- TO DO
[a] In the news excerpt about a former Vallejo police officer, how many rounds did the six officers fire at Willie McCoy?
[b] Carry on the news excerpt about a former Vallejo police officer, starting after its last sentence.

— START READING PASSAGE —

VALLEJO – Former Vallejo police Officer Ryan McMahon, who was fired for endangering another officer when he and five others shot and killed Willie McCoy in 2019, had a history of misconduct complaints at two previous agencies prior to being hired by Vallejo police in 2017, newly released court records show.
McMahon’s tenure in Vallejo was rocky. He shot and killed Ronell Foster in 2018, and was placed on a performance improvement plan later that year after he was flagged for poor performance in connection with seven different incidents, according to records obtained by the Vallejo Sun. Then in 2019, he fired from behind Officer Bryan Glick when he and five other officers fired 55 rounds at McCoy, who was found unresponsive in a Taco Bell drive-thru. The shooting led to McMahon’s termination.

— END READING PASSAGE —
— START DATA SUPPLIED —

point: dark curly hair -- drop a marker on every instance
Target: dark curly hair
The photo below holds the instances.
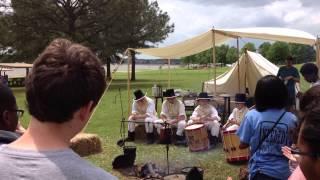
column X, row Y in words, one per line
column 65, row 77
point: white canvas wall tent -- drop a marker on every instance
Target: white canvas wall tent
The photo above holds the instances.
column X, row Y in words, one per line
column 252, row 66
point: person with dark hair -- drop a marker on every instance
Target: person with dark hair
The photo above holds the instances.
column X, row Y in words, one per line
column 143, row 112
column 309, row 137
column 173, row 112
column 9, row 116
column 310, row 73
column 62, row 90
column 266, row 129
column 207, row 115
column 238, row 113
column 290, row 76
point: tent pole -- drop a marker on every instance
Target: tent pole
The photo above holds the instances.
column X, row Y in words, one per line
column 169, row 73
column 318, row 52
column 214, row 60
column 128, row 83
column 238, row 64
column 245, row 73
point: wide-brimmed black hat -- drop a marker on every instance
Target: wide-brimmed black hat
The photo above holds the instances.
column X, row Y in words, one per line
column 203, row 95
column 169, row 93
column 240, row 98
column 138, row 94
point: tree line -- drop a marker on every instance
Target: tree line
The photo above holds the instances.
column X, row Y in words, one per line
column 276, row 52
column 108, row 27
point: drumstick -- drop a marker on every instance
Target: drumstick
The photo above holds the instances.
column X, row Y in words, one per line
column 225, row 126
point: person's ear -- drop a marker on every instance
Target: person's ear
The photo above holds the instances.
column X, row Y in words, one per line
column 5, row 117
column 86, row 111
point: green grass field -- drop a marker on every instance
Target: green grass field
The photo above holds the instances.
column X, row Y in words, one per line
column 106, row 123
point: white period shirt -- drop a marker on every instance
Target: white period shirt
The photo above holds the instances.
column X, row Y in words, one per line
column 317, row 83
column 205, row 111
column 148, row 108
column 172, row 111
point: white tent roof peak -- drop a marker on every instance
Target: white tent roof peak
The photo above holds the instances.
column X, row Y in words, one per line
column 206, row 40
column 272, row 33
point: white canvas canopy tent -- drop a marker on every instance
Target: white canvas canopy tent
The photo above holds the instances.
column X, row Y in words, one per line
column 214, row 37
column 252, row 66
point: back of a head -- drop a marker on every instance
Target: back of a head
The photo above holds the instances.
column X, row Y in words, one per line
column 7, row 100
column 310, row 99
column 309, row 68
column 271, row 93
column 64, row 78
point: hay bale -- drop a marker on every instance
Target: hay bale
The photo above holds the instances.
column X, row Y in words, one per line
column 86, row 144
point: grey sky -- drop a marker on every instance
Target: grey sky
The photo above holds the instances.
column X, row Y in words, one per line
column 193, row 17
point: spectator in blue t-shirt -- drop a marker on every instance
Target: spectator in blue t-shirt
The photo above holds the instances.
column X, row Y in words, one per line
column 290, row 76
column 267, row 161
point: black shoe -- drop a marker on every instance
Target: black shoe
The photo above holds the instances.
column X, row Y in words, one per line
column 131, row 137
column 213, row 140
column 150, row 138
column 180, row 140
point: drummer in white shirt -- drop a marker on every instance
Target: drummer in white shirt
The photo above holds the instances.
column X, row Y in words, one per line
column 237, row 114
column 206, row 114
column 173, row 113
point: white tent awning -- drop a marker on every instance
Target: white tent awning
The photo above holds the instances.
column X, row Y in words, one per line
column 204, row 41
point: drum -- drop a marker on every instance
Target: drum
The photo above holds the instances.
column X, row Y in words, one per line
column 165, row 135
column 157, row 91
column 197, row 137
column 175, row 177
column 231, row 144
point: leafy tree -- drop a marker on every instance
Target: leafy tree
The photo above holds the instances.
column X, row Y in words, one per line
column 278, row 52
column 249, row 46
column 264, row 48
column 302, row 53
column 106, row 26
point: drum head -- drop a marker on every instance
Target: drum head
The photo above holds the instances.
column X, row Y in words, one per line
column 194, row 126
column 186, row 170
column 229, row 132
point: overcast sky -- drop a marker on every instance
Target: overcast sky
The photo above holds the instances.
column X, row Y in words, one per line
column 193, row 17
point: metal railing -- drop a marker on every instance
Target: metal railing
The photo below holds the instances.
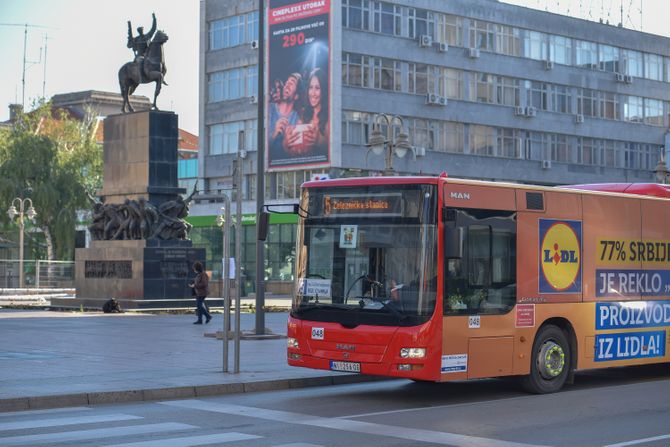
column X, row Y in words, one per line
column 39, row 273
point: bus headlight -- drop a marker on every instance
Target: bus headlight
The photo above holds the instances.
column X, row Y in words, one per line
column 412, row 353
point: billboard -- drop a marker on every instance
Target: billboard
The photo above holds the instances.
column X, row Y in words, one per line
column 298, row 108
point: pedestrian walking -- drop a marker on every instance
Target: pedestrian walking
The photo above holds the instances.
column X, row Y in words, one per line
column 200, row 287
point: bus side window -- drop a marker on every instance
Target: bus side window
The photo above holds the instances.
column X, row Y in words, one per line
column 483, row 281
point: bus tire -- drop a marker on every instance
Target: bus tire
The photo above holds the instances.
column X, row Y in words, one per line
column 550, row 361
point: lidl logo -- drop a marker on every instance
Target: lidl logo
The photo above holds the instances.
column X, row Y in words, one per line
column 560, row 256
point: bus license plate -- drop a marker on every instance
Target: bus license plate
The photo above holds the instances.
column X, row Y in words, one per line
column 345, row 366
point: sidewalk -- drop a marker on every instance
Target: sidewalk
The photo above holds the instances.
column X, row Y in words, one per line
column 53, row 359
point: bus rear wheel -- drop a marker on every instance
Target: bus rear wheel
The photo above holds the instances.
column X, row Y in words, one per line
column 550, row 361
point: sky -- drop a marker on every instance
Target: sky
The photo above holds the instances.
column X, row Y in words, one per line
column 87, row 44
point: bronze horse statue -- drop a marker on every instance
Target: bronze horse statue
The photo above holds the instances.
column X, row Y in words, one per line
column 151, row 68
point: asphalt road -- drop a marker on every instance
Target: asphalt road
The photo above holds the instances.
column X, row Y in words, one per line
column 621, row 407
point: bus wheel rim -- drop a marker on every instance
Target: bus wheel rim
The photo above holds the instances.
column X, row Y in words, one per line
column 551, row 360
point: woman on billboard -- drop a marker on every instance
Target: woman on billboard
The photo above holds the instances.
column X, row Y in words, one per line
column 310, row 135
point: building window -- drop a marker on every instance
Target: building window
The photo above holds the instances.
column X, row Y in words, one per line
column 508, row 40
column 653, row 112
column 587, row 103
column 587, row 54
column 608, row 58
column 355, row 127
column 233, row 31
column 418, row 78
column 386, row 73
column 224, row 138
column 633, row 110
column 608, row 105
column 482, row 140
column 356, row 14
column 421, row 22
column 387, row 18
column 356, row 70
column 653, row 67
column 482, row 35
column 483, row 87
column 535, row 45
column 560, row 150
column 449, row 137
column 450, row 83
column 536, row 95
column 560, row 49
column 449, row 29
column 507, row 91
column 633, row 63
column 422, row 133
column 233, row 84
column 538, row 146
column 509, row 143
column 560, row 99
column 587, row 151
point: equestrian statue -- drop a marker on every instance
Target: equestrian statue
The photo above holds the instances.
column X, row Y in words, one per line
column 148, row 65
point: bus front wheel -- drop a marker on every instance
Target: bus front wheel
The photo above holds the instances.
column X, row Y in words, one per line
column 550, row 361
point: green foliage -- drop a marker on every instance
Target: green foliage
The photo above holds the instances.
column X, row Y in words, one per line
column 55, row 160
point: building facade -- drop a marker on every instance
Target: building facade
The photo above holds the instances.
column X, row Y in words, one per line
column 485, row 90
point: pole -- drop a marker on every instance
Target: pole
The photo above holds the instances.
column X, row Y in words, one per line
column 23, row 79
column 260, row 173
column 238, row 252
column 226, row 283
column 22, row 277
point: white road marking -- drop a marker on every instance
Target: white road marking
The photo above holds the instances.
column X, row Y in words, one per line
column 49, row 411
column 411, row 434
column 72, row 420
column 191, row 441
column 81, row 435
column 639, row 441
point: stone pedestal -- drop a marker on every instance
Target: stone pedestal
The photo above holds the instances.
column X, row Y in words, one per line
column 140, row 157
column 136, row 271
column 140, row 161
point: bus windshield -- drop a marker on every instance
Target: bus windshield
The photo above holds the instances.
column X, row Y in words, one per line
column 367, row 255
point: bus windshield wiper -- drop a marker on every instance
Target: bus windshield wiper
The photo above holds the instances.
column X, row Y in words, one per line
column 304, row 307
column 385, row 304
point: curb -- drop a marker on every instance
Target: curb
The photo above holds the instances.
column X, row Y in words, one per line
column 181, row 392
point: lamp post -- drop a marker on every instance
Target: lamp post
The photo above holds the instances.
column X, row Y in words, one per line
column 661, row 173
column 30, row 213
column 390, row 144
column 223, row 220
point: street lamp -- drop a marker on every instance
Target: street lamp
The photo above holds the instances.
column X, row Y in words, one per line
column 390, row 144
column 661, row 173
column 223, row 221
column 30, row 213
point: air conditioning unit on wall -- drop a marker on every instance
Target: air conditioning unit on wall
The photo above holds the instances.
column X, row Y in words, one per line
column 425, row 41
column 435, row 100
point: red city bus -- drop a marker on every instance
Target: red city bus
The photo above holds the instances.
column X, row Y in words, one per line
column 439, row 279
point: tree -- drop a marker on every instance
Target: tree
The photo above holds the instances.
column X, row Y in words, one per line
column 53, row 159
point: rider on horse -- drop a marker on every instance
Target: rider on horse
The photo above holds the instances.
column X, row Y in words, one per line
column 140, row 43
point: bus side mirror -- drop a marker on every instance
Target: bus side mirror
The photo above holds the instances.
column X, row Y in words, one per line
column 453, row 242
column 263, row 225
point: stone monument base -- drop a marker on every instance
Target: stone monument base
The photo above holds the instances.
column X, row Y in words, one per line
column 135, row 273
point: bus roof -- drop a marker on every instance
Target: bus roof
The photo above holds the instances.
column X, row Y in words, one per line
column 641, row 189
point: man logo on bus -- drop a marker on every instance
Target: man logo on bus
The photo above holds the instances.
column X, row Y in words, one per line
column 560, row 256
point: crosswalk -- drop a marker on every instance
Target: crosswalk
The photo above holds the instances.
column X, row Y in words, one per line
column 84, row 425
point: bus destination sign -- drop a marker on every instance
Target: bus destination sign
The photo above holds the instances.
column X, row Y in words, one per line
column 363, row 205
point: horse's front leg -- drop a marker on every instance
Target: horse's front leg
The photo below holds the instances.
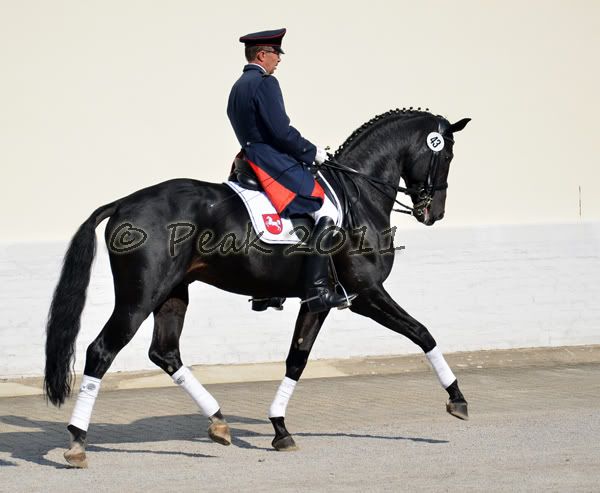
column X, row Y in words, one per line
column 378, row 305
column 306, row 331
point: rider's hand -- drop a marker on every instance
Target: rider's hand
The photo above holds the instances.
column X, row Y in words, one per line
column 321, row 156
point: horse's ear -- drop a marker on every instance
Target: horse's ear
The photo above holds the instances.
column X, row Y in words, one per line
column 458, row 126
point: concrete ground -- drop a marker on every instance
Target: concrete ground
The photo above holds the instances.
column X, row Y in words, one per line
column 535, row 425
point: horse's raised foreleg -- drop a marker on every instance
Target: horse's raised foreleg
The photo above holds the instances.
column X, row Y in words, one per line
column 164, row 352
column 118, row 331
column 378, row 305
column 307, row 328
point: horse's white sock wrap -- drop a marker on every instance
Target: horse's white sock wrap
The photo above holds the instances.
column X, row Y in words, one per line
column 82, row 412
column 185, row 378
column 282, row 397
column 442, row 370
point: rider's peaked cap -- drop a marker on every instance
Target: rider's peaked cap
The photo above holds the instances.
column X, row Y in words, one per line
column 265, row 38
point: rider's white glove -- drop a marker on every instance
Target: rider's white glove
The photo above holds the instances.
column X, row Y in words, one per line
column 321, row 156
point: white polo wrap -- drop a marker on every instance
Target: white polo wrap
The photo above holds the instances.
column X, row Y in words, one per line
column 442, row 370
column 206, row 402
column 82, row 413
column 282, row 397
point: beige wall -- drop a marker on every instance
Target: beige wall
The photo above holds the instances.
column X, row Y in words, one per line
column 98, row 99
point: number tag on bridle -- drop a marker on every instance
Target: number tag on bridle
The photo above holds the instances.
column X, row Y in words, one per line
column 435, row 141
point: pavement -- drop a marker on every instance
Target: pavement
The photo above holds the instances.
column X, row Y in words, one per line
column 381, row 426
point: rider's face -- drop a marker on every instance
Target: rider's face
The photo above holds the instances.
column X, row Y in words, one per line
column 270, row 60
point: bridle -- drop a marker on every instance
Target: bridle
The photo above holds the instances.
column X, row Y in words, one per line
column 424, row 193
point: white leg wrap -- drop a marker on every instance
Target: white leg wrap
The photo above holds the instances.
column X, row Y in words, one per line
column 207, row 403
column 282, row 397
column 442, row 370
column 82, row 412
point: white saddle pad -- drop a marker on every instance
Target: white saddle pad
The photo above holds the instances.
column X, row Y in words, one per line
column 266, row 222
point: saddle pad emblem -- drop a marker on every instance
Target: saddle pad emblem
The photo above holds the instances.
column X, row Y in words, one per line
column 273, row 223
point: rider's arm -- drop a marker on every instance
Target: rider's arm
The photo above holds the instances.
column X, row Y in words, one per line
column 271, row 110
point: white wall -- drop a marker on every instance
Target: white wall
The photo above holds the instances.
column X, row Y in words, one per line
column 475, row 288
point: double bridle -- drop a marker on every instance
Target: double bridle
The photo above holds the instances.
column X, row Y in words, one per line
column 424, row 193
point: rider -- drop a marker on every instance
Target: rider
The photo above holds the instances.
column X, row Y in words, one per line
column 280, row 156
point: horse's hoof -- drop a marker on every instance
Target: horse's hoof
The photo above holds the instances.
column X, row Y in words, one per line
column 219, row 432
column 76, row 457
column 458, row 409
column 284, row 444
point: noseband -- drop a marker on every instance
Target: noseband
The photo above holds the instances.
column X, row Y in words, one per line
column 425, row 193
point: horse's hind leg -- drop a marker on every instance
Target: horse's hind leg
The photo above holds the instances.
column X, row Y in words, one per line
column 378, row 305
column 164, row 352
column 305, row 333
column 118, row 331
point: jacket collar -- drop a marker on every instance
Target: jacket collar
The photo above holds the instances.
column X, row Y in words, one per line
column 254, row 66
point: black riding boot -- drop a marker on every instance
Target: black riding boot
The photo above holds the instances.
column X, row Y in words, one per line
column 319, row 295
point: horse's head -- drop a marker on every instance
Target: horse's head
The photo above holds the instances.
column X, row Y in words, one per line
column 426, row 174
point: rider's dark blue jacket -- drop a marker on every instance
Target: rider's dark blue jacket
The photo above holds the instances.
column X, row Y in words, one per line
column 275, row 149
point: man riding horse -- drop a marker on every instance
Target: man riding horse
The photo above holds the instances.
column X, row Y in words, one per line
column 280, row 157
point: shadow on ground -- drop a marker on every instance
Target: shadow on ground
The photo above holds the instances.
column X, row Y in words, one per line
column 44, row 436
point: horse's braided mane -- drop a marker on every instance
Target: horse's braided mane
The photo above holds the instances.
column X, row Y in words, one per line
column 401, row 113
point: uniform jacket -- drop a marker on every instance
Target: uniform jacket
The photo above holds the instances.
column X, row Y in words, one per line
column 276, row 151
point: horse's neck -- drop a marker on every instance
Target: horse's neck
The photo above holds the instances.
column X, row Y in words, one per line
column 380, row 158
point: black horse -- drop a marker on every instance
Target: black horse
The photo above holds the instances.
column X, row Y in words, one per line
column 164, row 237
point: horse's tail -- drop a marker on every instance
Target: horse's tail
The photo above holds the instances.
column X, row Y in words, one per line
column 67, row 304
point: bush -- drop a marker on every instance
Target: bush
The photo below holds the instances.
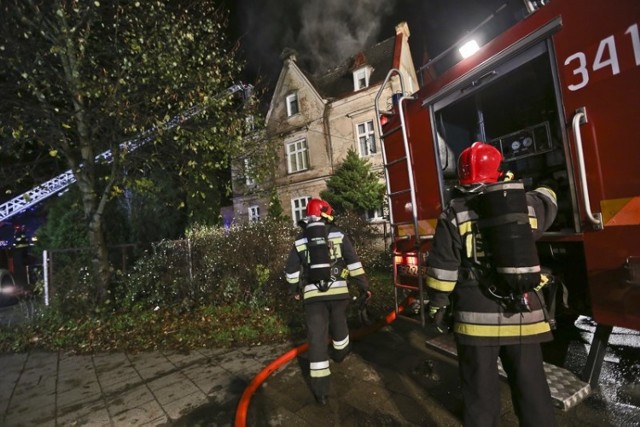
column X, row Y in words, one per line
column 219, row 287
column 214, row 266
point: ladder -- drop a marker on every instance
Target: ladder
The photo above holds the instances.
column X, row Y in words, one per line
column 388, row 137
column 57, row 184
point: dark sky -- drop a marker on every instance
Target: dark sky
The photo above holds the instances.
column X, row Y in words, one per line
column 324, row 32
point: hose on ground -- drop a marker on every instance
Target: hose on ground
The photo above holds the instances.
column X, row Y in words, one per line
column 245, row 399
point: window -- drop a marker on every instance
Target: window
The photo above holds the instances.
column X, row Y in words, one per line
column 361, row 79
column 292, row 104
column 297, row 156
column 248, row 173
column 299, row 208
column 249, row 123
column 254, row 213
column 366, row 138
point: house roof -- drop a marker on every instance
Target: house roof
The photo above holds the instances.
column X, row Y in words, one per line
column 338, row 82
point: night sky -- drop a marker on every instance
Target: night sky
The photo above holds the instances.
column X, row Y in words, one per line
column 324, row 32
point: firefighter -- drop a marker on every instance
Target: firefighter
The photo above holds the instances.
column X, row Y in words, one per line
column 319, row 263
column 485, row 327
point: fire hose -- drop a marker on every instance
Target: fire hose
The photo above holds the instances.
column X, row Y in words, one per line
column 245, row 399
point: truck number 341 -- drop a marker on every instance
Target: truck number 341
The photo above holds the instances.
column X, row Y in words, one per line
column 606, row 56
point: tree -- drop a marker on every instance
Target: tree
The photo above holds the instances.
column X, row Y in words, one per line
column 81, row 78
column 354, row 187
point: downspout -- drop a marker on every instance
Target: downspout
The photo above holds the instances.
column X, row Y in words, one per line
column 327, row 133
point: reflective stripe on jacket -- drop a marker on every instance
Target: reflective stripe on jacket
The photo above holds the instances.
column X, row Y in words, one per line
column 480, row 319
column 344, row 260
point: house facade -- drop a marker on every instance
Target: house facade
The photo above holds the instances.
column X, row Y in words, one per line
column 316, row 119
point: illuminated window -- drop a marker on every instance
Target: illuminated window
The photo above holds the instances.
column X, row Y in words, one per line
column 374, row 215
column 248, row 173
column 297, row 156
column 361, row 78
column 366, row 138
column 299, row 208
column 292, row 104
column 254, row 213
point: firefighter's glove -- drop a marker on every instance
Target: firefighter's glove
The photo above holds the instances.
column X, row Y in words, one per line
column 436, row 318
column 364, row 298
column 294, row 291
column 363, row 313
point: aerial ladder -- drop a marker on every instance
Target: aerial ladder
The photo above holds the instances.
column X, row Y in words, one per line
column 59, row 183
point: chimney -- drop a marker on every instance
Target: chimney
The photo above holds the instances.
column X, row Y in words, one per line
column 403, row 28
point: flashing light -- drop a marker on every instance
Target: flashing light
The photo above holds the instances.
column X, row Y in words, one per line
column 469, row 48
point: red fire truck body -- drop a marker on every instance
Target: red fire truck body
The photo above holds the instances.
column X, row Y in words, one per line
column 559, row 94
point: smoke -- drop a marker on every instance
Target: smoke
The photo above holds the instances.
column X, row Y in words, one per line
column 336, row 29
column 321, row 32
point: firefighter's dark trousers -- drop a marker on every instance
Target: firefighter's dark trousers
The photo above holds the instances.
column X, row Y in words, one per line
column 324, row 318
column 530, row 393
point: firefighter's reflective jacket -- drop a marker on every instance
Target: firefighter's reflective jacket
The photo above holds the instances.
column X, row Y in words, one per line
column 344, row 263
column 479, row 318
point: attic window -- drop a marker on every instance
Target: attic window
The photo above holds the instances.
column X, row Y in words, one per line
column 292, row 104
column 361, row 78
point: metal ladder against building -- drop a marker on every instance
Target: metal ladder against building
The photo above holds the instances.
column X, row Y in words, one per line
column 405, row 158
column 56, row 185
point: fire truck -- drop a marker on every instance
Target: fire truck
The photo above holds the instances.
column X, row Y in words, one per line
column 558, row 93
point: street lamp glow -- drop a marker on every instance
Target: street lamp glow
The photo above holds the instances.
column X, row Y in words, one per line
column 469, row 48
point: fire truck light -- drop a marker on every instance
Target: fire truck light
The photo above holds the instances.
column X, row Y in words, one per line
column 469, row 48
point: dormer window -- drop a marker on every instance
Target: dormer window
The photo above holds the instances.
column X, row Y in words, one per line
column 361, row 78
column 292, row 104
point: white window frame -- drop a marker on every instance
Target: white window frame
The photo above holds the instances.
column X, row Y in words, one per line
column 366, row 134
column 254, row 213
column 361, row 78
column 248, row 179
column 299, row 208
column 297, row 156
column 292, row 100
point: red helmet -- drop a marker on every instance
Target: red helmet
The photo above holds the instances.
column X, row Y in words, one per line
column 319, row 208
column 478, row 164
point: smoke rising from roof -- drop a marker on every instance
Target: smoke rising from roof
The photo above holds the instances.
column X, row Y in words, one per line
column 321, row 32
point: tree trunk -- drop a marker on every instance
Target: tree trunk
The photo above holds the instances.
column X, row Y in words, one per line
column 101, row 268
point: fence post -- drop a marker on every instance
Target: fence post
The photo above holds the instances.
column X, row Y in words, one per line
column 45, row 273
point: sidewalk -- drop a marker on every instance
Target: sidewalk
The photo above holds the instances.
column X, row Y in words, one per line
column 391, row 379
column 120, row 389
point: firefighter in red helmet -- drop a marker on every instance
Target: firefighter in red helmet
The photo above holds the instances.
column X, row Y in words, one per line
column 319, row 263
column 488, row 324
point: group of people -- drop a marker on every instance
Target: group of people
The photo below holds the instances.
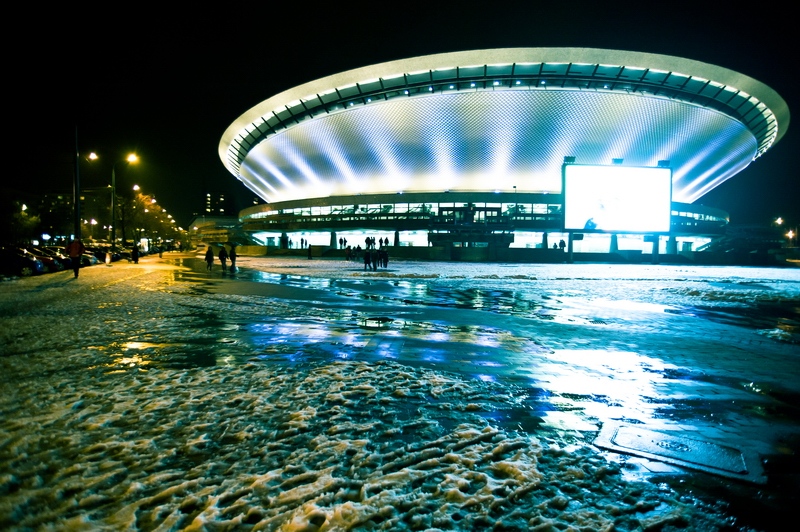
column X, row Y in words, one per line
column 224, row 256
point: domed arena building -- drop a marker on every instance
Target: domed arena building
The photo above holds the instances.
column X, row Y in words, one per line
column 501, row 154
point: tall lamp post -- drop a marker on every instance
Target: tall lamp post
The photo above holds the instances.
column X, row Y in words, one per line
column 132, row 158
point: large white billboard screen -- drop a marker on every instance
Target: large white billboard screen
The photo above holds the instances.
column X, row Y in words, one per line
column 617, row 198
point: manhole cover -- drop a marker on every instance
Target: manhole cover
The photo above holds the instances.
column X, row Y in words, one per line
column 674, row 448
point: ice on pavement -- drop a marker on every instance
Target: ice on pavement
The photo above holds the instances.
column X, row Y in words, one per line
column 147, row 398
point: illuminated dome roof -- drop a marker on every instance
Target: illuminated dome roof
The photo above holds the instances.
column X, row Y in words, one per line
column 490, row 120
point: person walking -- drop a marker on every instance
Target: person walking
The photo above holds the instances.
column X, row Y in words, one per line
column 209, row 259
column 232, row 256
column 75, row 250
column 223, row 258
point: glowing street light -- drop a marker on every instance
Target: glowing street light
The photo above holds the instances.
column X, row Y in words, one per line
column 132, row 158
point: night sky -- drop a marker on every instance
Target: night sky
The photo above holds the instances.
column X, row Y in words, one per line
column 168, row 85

— END DATA SUPPLIED —

- ANSWERS IN ORDER
[a] 55 rounds.

[b]
When McMahon was placed on leave following the McCoy shooting, Vallejo police Capt. John Whitney alleged that there were two bent tips on McMahon’s badge. Whitney later said in a lawsuit that the bends represented the two people McMahon had killed as an officer, and Whitney went on to publicly expose the department’s practice of bending their badges after a shooting. In his lawsuit, McMahon has denied he participated in badge bending, which has been contradicted by court testimony.
McMahon then joined the Broadmoor Police Department, a small agency in San Mateo County, but left that position after the Sun revealed new details about his tenure in Vallejo. McMahon then sued Vallejo seeking damages because confidential personnel information had been published by the Sun. He also sued Whitney, alleging that Whitney had disclosed details from his personnel record. In the course of that lawsuit, court records revealed that McMahon had faced misconduct allegations even before he was hired in Vallejo.
McMahon’s attorney Lenore Albert has sought to have Whitney’s attorney Alison Berry Wilkinson disqualified from the case because Wilkinson previously represented McMahon. Wilkinson specified in court filings that she represented McMahon in three allegations of misconduct when he was an officer with two agencies in Marin County. McMahon was not disciplined for any of the three instances of alleged misconduct.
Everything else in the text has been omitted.